(Items from a dataset)
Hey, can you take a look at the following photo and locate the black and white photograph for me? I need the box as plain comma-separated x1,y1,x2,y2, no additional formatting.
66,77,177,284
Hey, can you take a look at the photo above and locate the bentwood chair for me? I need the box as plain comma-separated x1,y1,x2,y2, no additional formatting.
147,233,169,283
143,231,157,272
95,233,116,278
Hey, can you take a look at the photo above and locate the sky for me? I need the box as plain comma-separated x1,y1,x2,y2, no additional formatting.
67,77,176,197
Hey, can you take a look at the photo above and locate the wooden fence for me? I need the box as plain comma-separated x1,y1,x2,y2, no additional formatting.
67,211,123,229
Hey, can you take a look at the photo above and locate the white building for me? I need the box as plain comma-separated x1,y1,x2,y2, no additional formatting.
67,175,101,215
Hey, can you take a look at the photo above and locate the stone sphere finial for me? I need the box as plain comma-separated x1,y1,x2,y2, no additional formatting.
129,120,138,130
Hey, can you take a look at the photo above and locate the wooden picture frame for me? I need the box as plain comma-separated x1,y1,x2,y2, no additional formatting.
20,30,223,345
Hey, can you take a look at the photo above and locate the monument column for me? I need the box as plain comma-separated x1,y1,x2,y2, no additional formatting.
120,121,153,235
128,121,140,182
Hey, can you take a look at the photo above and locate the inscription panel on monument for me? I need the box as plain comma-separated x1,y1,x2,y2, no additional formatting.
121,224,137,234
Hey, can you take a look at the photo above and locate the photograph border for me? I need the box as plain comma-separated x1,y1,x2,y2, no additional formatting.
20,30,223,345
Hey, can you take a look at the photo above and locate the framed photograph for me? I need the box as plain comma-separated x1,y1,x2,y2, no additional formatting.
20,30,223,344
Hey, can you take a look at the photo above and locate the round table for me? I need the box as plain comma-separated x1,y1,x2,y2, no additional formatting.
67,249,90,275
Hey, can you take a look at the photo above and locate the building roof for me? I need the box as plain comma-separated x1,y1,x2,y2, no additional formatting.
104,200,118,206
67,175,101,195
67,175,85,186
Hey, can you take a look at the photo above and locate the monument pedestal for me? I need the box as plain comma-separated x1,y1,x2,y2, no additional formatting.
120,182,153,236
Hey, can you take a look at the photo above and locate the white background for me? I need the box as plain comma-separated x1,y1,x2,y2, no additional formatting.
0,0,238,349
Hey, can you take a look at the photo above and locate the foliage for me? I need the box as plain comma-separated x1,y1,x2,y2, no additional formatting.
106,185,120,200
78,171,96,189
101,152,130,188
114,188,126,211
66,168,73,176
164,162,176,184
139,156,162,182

Work instructions. A complete, exact copy of the entries is required.

Answer for the task.
Hey, can you take a look at the following photo and locate the black and white photograph for me? I need the box as plain comma-separated x1,y1,x2,y2, no additional formatting.
66,77,177,284
Hey, can you take a look at the photo above and locate the bentwood chair for me? I need the box as plain comma-separated x1,y1,x2,y2, no additional formatting.
147,233,169,283
143,231,157,272
95,233,116,278
Hey, can you take a look at the photo above and locate the sky for me? I need the box as plain comma-separated x1,y1,x2,y2, no additional formatting.
67,77,176,197
Hey, can you take a look at the photo above and locate the wooden fence for me? I need the box as plain comma-separated x1,y1,x2,y2, no additional formatting.
67,211,123,229
Hey, can you take a look at the photo above and locate the white building for me? I need the box as plain comma-separated x1,y1,x2,y2, no additional formatting.
67,175,101,215
Hey, can you take a look at the photo above and locate the stone sphere finial for me? I need the box as plain comma-separated x1,y1,x2,y2, no additional formatting.
129,120,138,130
Hey, can you take a look at the photo above and locate the wooden picture frame for me? I need the box as plain comma-separated x1,y1,x2,y2, no additional formatting.
20,30,223,345
Hey, can you take a look at the photo above and locate the monument column for me? I need the box as plain comma-separated x1,y1,x2,y2, no additional formatting.
120,121,153,235
128,121,140,182
Hey, can you take a look at the photo above and locate the inscription panel on monument for me? I need the box as plain comma-separated x1,y1,x2,y2, no additional formatting.
121,224,137,234
Hey, can you take a look at the photo above and locate the photograph border for me? I need the box as plain comma-separated x1,y1,x2,y2, no additional formatting.
20,30,223,345
Hey, can you take a look at the photo above and locate the framed photograph for me? I need the box as plain comma-separated x1,y1,x2,y2, no additional formatting.
20,30,223,344
Hey, can you take a look at the photo above and locate the round table for me? I need the box as plain comma-separated x1,y1,x2,y2, no additional formatting.
67,249,90,275
Hey, can you take a look at the photo above and locate the building roof for me? I need the box as plain comma-separated x1,y1,x2,y2, no additional formatting.
104,200,118,206
67,175,101,195
67,175,85,186
Hey, can you take a look at the photo above and locate the monument pedestal for me? I need the box as plain comma-separated x1,y1,x2,y2, no additional formatting.
120,182,153,236
Hey, can you take a look at the photo above and locate the white background for me? I need the box as plain comma-separated x1,y1,x2,y2, no additional formatting.
0,0,238,349
Hey, can you take a look at the photo above and locate the foliage for me? I need the box as plain comma-separated x1,y1,x2,y2, no additional formatting.
106,185,120,200
78,171,96,189
101,152,130,188
114,188,126,211
66,168,73,176
164,162,176,184
139,156,162,182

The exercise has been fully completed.